> [Task instructions]: Retype all the records with nothing changed.

---- Dataset records

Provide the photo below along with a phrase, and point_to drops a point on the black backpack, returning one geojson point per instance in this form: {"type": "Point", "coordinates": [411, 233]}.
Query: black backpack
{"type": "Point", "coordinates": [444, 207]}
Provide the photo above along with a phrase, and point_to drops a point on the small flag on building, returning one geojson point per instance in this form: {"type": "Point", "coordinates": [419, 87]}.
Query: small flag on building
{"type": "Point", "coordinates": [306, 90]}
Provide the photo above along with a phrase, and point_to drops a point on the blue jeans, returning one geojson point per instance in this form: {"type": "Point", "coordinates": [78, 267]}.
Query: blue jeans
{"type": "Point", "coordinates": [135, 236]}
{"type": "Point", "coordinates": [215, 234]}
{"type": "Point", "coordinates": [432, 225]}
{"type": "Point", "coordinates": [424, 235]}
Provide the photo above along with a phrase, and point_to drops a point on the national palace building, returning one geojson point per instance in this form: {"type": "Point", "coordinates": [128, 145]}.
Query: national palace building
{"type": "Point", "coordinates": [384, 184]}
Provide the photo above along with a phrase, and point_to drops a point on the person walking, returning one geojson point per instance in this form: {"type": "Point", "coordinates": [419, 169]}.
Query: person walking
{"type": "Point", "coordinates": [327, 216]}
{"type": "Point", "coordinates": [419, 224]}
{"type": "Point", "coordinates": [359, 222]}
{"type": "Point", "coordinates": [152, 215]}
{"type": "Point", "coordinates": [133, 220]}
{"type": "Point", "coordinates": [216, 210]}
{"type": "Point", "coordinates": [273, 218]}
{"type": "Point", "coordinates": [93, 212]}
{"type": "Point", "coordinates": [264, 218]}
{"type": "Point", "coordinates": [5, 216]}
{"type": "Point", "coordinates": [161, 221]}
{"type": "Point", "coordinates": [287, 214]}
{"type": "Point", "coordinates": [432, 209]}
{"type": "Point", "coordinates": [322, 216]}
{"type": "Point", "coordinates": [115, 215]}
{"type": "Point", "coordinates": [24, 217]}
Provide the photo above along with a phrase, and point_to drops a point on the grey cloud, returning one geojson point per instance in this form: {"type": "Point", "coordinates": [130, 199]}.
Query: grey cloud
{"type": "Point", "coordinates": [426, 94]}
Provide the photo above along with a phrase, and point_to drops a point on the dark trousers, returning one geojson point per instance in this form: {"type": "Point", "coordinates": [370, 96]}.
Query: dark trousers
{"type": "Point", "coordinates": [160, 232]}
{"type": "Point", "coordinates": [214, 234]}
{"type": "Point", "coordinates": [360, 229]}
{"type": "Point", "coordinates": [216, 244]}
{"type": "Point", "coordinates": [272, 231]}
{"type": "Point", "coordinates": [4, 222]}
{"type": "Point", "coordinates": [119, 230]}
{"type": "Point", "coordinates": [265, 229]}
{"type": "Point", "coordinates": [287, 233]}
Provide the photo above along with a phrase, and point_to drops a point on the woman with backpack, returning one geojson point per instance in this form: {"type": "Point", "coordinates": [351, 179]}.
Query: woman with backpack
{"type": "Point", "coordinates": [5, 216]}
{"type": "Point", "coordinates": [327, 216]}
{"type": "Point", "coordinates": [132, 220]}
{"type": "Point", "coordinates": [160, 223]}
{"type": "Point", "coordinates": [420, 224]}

--------

> [Correct output]:
Provide the photo below along with a phrase, and point_to drops a point on the black backpack, returning one geojson point per instance in this form: {"type": "Point", "coordinates": [411, 233]}.
Query: black backpack
{"type": "Point", "coordinates": [444, 207]}
Provide the photo above along with a phrase, and point_to drops a point on the small flag on building, returning one geojson point per instance in this form: {"type": "Point", "coordinates": [419, 87]}.
Query: small flag on building
{"type": "Point", "coordinates": [306, 90]}
Provide the photo above along with a phrase, and point_to drops a point on the blue jeans, returning one geojson point per instance in this form: {"type": "Point", "coordinates": [78, 267]}.
Query: blue jeans
{"type": "Point", "coordinates": [135, 236]}
{"type": "Point", "coordinates": [215, 234]}
{"type": "Point", "coordinates": [432, 225]}
{"type": "Point", "coordinates": [424, 235]}
Provide the photo above along with a phrase, and point_to drops a point on the national palace building, returning one geojson point per instance in this form: {"type": "Point", "coordinates": [128, 145]}.
Query: national palace building
{"type": "Point", "coordinates": [384, 184]}
Provide the photo above along with a phrase, and point_to drops a point on the person walking, returning one geojson point per instance in this form: {"type": "Point", "coordinates": [419, 169]}.
Query: person walking
{"type": "Point", "coordinates": [327, 216]}
{"type": "Point", "coordinates": [419, 224]}
{"type": "Point", "coordinates": [359, 222]}
{"type": "Point", "coordinates": [152, 215]}
{"type": "Point", "coordinates": [133, 220]}
{"type": "Point", "coordinates": [216, 210]}
{"type": "Point", "coordinates": [273, 218]}
{"type": "Point", "coordinates": [93, 212]}
{"type": "Point", "coordinates": [264, 218]}
{"type": "Point", "coordinates": [5, 216]}
{"type": "Point", "coordinates": [161, 221]}
{"type": "Point", "coordinates": [287, 214]}
{"type": "Point", "coordinates": [432, 209]}
{"type": "Point", "coordinates": [322, 216]}
{"type": "Point", "coordinates": [115, 215]}
{"type": "Point", "coordinates": [24, 217]}
Provide the photo above along with a phrase, and point_to drops a point on the grey cloud, returning one geojson point per instance in this form: {"type": "Point", "coordinates": [130, 199]}.
Query: grey cloud
{"type": "Point", "coordinates": [426, 94]}
Provide the photo above along with a phrase, and point_to drops a point on the dark trousers, returning one geojson point per instance in this form: {"type": "Point", "coordinates": [370, 96]}.
Query: dark trousers
{"type": "Point", "coordinates": [160, 232]}
{"type": "Point", "coordinates": [214, 234]}
{"type": "Point", "coordinates": [360, 229]}
{"type": "Point", "coordinates": [216, 244]}
{"type": "Point", "coordinates": [272, 231]}
{"type": "Point", "coordinates": [4, 222]}
{"type": "Point", "coordinates": [119, 230]}
{"type": "Point", "coordinates": [265, 229]}
{"type": "Point", "coordinates": [287, 233]}
Provide the photo above along with a phrase, and point_to drops a point on the woman with backpack, returning one geojson point per instance in this form: {"type": "Point", "coordinates": [351, 179]}.
Query: woman with backpack
{"type": "Point", "coordinates": [5, 216]}
{"type": "Point", "coordinates": [327, 216]}
{"type": "Point", "coordinates": [132, 220]}
{"type": "Point", "coordinates": [160, 223]}
{"type": "Point", "coordinates": [420, 224]}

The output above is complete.